**READING TEXT:**
---

Question

A rod of length L is pivoted at one end and is rotated with a uniform angular velocity in a horizontal plane. Let T₁ and T₂ be the tensions at the points L/4 and 3L/4 away from the pivoted ends.
(a) T₁ > T₂
(b) T₂ > T₁
(c) T₁ = T₂
(d) The relation between T₁ and T₂ depends on whether the rod rotates clockwise or anticlockwise.

Answer 1

(a) T₁ > T₂



Let the angular velocity of the rod be $\omega$.
Distance of the centre of mass of portion of the rod on the right side of L/4 from the pivoted end:
$r_1=\frac{L}{4}+\frac{1}{2}\left(\frac{3L}{4}\right)=\frac{5L}{8}$
Mass of the rod on the right side of L/4 from the pivoted end:
$m_1=\frac{3}{4}M$
At point L/4, we have:
$$\begin{gathered} T_1=m_1{\omega }^2{r}_1 \\ =\frac{3}{4}M{\omega }^2\frac{5}{8}L=\frac{15}{32}M{\omega }^{2}L \end{gathered}$$

Distance of the centre of mass of rod on the right side of 3L/4 from the pivoted end:
$r_1=\frac{1}{2}\left(\frac{L}{4}\right)+\frac{3L}{4}=\frac{7L}{8}$
Mass of the rod on the right side of L/4 from the pivoted end:
$m_1=\frac{1}{4}M$
At point 3L/4, we have:
$$\begin{gathered} T_2=m_2{\omega }^2{r}_2 \\ =\frac{1}{4}M{\omega }^2\frac{7}{8}L=\frac{7}{32}M{\omega }^{2}L \end{gathered}$$
∴ T₁ > T₂

---

(Excerpts from point annotation data)

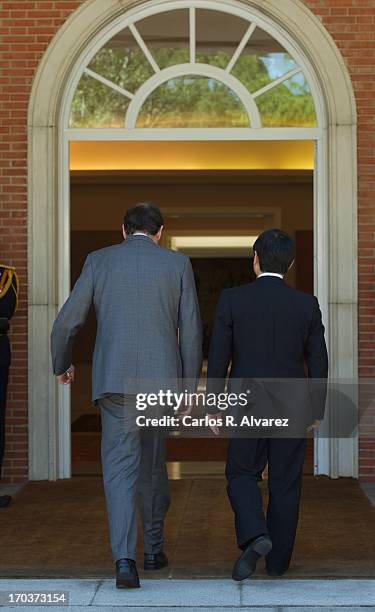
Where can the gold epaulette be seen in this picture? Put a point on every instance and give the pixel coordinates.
(9, 279)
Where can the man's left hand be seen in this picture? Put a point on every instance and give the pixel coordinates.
(214, 419)
(68, 377)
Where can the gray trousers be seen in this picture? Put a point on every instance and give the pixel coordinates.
(134, 470)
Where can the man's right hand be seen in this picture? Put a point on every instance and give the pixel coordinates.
(68, 377)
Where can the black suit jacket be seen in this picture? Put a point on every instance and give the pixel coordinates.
(268, 330)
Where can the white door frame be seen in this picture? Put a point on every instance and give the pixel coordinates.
(335, 217)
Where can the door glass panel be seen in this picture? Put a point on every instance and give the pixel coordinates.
(262, 61)
(123, 62)
(192, 102)
(218, 36)
(96, 105)
(289, 104)
(167, 37)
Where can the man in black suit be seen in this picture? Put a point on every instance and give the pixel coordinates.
(267, 330)
(9, 288)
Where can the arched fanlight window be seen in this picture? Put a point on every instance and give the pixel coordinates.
(192, 67)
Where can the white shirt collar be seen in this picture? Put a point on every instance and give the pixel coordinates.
(271, 274)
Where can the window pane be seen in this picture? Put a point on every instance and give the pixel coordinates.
(218, 36)
(167, 37)
(192, 102)
(123, 62)
(262, 61)
(290, 104)
(97, 106)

---

**STATED GOAL 1:** Please reproduce the stretch of the rotating-rod problem from "A rod of length" through "clockwise or anticlockwise.", swapping "horizontal plane" for "vertical plane".
**STATED GOAL 2:**
Answer these questions about the rotating-rod problem:
(a) How far from the pivoted end are the points where T₁ and T₂ are taken?
(b) What expression does the solution give for T₁?
(c) Which option does Answer 1 select?

**WRITTEN REPLY 1:**
A rod of length L is pivoted at one end and is rotated with a uniform angular velocity in a vertical plane. Let T₁ and T₂ be the tensions at the points L/4 and 3L/4 away from the pivoted ends.
(a) T₁ > T₂
(b) T₂ > T₁
(c) T₁ = T₂
(d) The relation between T₁ and T₂ depends on whether the rod rotates clockwise or anticlockwise.

**WRITTEN REPLY 2:**
(a) L/4 and 3L/4
(b) (15/32)Mω²L
(c) Option (a), T₁ > T₂